» TASK TO CARRY OUT
Extract, verbatim, all lines starting at the one containing "The component shall indicate each instance of the stone masonry" and ending with the final line of the listing, and no others.

(Point-based annotation data)
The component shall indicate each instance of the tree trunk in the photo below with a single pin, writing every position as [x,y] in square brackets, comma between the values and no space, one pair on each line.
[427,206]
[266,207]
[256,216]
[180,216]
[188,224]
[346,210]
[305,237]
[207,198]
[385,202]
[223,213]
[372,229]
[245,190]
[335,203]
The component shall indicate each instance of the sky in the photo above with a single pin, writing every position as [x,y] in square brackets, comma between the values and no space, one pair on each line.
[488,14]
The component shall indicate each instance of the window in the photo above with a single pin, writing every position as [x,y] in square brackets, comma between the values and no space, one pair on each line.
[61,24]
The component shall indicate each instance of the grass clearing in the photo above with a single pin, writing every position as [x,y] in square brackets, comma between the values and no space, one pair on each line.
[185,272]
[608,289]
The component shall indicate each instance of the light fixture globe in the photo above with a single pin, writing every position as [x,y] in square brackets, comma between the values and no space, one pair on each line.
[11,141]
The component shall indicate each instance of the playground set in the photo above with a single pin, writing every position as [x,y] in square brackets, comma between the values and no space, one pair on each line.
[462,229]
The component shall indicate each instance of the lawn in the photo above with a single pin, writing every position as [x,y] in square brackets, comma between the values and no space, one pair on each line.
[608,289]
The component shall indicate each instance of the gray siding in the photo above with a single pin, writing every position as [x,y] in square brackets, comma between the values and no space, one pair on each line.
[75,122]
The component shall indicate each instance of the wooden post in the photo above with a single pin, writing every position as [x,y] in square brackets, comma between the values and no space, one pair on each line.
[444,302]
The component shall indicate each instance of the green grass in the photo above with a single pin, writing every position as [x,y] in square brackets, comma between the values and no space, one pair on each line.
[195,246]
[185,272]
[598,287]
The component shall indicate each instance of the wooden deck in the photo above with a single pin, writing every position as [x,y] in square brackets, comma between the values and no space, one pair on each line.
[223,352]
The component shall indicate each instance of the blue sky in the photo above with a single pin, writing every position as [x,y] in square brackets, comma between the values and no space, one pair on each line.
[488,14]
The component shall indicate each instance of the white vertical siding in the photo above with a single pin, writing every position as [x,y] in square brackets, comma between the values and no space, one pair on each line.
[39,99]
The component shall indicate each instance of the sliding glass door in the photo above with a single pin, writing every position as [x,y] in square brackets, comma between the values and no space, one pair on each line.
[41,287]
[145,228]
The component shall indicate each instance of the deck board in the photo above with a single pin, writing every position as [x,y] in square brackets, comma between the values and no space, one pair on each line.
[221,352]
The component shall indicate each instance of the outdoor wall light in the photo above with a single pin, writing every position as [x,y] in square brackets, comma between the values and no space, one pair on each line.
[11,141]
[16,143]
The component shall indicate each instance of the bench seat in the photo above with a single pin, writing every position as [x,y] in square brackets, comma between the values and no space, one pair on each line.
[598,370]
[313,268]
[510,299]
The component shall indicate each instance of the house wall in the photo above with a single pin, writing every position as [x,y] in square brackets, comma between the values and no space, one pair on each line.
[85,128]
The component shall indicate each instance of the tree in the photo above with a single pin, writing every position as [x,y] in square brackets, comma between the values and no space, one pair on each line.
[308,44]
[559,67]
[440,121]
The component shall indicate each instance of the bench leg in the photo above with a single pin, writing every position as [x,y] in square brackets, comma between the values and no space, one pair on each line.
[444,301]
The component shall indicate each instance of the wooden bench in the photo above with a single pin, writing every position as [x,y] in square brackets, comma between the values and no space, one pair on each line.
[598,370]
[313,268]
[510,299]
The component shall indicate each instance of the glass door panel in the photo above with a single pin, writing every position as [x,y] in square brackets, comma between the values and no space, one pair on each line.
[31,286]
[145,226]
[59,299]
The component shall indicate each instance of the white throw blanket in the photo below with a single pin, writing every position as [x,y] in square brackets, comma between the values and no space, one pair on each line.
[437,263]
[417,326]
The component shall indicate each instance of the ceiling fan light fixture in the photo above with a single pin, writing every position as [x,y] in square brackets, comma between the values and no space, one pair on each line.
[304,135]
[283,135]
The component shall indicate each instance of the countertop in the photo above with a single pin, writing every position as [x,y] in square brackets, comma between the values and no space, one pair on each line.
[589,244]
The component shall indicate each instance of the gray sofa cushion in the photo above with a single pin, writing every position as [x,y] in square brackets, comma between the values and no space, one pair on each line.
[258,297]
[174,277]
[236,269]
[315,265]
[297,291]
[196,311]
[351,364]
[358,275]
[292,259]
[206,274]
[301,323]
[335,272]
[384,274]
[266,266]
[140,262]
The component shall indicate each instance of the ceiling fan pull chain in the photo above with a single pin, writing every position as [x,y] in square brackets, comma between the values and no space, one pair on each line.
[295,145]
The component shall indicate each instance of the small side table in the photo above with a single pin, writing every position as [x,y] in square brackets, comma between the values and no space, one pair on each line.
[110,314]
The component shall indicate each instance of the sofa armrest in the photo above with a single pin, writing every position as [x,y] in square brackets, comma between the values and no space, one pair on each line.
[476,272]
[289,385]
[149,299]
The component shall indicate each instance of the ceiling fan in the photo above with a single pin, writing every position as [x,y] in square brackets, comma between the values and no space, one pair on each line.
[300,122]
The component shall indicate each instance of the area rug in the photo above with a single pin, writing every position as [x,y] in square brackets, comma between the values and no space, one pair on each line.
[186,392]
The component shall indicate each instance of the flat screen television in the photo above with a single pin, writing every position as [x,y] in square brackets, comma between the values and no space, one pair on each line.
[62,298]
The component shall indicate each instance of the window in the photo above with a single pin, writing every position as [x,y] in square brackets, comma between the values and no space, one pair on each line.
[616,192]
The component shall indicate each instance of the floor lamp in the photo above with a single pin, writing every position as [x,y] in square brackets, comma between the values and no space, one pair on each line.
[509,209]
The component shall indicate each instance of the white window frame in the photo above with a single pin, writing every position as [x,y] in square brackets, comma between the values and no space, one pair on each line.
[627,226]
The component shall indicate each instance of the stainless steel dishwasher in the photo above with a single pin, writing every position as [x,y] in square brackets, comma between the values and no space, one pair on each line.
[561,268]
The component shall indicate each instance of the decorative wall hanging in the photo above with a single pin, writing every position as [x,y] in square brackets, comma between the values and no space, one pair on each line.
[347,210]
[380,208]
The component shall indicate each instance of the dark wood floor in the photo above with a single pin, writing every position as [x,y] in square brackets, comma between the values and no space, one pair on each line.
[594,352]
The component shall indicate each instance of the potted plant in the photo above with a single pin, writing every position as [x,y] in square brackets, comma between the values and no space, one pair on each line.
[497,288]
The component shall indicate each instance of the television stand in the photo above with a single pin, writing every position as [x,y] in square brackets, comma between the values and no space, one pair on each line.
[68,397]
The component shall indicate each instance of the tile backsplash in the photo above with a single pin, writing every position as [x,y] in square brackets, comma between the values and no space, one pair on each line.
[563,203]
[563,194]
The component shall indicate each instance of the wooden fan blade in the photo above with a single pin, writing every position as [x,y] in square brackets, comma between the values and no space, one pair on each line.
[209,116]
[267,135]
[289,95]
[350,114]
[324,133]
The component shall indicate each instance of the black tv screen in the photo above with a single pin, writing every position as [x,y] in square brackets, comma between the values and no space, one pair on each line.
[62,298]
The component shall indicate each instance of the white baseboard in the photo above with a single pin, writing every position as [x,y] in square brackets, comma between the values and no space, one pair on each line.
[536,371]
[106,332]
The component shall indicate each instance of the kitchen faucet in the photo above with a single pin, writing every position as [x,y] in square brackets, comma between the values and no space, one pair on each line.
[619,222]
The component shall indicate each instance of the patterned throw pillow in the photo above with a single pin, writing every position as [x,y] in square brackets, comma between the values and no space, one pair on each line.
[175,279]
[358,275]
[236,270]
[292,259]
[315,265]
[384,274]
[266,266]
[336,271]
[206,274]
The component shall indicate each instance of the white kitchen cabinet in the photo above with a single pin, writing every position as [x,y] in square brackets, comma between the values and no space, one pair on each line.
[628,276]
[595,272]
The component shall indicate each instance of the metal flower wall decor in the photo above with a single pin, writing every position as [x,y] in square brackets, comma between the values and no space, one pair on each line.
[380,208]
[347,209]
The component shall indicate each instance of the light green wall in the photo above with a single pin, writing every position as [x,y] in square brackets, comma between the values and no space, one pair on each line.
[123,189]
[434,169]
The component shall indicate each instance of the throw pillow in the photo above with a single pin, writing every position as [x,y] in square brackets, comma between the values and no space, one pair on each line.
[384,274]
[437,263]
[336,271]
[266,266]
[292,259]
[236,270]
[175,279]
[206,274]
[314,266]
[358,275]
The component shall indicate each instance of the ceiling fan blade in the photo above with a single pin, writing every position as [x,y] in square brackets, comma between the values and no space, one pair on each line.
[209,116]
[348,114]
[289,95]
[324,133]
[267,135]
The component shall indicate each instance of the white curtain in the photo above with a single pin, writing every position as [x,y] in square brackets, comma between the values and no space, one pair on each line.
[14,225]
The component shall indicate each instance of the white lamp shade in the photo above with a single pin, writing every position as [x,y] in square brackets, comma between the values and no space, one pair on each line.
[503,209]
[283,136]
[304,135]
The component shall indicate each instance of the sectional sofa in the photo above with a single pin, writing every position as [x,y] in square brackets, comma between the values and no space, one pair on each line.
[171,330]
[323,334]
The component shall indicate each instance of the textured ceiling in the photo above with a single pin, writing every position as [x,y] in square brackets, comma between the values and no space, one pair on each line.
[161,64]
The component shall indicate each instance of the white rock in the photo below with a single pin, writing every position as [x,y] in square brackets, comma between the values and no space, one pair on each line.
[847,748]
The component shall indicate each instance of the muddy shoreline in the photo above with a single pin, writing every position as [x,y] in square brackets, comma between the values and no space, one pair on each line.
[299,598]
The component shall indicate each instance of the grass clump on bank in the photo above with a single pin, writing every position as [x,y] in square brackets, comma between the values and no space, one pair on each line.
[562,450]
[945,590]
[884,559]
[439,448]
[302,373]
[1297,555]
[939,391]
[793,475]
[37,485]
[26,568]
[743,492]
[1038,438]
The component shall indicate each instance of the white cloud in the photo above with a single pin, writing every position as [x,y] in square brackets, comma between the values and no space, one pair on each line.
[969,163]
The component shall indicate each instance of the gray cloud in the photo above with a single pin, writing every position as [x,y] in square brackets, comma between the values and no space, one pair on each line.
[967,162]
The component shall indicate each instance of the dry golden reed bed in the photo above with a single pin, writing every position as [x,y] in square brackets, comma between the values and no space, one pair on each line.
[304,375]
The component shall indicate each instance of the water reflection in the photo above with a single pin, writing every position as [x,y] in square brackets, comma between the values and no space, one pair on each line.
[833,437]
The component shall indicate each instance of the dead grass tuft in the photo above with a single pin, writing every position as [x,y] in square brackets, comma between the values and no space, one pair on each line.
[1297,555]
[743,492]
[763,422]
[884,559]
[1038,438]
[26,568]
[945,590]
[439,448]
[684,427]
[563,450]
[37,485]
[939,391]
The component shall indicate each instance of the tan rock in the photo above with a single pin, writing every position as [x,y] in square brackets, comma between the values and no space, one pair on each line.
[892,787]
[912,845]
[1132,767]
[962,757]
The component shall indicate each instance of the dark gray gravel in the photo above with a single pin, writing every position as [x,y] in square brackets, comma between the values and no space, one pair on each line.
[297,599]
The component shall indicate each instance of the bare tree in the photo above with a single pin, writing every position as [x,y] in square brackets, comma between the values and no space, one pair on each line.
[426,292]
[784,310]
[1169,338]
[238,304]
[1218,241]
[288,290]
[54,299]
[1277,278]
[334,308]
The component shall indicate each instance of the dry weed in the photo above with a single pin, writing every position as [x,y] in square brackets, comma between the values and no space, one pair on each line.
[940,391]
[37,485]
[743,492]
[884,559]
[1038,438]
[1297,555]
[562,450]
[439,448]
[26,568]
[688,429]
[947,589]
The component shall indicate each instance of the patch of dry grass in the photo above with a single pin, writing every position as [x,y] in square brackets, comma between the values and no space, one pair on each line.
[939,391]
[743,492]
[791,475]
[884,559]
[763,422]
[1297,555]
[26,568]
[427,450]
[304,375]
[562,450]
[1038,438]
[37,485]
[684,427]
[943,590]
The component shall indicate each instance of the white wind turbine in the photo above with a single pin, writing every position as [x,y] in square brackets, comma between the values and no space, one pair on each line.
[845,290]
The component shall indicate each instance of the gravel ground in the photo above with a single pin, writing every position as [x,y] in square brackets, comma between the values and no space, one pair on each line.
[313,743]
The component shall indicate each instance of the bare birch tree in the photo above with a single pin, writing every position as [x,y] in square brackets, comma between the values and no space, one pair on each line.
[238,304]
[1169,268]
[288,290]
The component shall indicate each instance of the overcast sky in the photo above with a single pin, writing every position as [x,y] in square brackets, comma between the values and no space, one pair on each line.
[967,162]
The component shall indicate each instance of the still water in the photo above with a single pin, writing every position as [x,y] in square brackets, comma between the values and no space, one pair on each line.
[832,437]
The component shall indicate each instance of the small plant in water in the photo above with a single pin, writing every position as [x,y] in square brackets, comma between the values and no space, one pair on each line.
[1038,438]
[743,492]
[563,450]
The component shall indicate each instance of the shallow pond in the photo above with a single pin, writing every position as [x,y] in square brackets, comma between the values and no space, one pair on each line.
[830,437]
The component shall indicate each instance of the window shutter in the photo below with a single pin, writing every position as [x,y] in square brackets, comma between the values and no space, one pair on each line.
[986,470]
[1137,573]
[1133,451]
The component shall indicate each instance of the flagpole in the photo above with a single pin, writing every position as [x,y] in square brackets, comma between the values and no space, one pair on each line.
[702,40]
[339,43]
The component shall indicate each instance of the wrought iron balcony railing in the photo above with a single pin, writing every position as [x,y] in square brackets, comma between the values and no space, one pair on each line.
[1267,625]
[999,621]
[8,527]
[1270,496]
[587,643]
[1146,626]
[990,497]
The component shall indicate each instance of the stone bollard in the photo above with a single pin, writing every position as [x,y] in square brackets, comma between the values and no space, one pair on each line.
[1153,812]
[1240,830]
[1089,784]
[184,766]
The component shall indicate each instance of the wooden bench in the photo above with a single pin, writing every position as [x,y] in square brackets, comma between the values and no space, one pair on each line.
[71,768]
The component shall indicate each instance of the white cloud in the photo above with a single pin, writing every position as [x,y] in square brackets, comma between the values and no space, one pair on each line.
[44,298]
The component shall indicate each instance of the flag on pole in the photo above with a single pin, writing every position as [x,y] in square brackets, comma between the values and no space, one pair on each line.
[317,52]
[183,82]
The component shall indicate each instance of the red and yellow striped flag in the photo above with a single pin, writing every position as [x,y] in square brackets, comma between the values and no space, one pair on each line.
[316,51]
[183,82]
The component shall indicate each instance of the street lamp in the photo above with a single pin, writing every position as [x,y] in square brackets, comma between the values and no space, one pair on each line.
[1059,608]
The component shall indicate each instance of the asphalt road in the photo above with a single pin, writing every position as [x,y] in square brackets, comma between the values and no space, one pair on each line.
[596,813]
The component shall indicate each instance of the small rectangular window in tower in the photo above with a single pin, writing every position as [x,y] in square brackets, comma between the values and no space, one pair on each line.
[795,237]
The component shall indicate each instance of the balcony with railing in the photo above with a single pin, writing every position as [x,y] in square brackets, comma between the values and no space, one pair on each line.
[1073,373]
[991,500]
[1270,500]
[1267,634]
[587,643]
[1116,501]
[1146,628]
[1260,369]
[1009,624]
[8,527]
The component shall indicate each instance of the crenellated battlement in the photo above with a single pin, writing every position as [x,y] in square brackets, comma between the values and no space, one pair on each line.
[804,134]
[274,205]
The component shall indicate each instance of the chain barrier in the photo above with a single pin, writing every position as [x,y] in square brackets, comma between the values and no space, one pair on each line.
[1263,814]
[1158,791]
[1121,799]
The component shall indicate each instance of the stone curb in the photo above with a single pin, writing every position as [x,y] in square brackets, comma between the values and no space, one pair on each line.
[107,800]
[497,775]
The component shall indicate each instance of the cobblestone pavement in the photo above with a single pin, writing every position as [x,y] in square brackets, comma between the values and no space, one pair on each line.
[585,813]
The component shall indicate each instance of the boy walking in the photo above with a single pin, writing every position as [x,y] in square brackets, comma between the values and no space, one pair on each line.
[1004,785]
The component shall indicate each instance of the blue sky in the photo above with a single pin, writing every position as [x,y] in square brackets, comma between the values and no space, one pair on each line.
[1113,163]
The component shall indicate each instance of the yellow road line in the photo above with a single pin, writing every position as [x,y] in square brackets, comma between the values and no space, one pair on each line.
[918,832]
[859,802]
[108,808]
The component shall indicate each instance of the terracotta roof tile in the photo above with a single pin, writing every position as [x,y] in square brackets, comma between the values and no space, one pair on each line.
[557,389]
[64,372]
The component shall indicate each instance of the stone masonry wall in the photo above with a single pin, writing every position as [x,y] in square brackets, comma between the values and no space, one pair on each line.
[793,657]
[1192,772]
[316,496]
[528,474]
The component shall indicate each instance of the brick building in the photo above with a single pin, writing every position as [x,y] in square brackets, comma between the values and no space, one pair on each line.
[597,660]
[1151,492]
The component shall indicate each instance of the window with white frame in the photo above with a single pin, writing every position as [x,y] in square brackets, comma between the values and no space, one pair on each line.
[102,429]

» FINISHED EXERCISE
The component shall indicate each instance of the stone masonry wall in the photo above with a single pin, writing every position as [x,y] in square brackets, comma between the values and no space, one pair on each line.
[793,657]
[1192,772]
[316,496]
[528,474]
The component shall indicate each instance of the brick building in the photo above with a single pin, writing every position as [x,y] in square brackets, comma between the values and no space, one pair on each line.
[597,660]
[1151,492]
The component shall indicate each instance of the window with white frame in the photo above with a single pin, writing every position as [x,y] in square brackets, comma between the values and no space, one pair on each line.
[102,429]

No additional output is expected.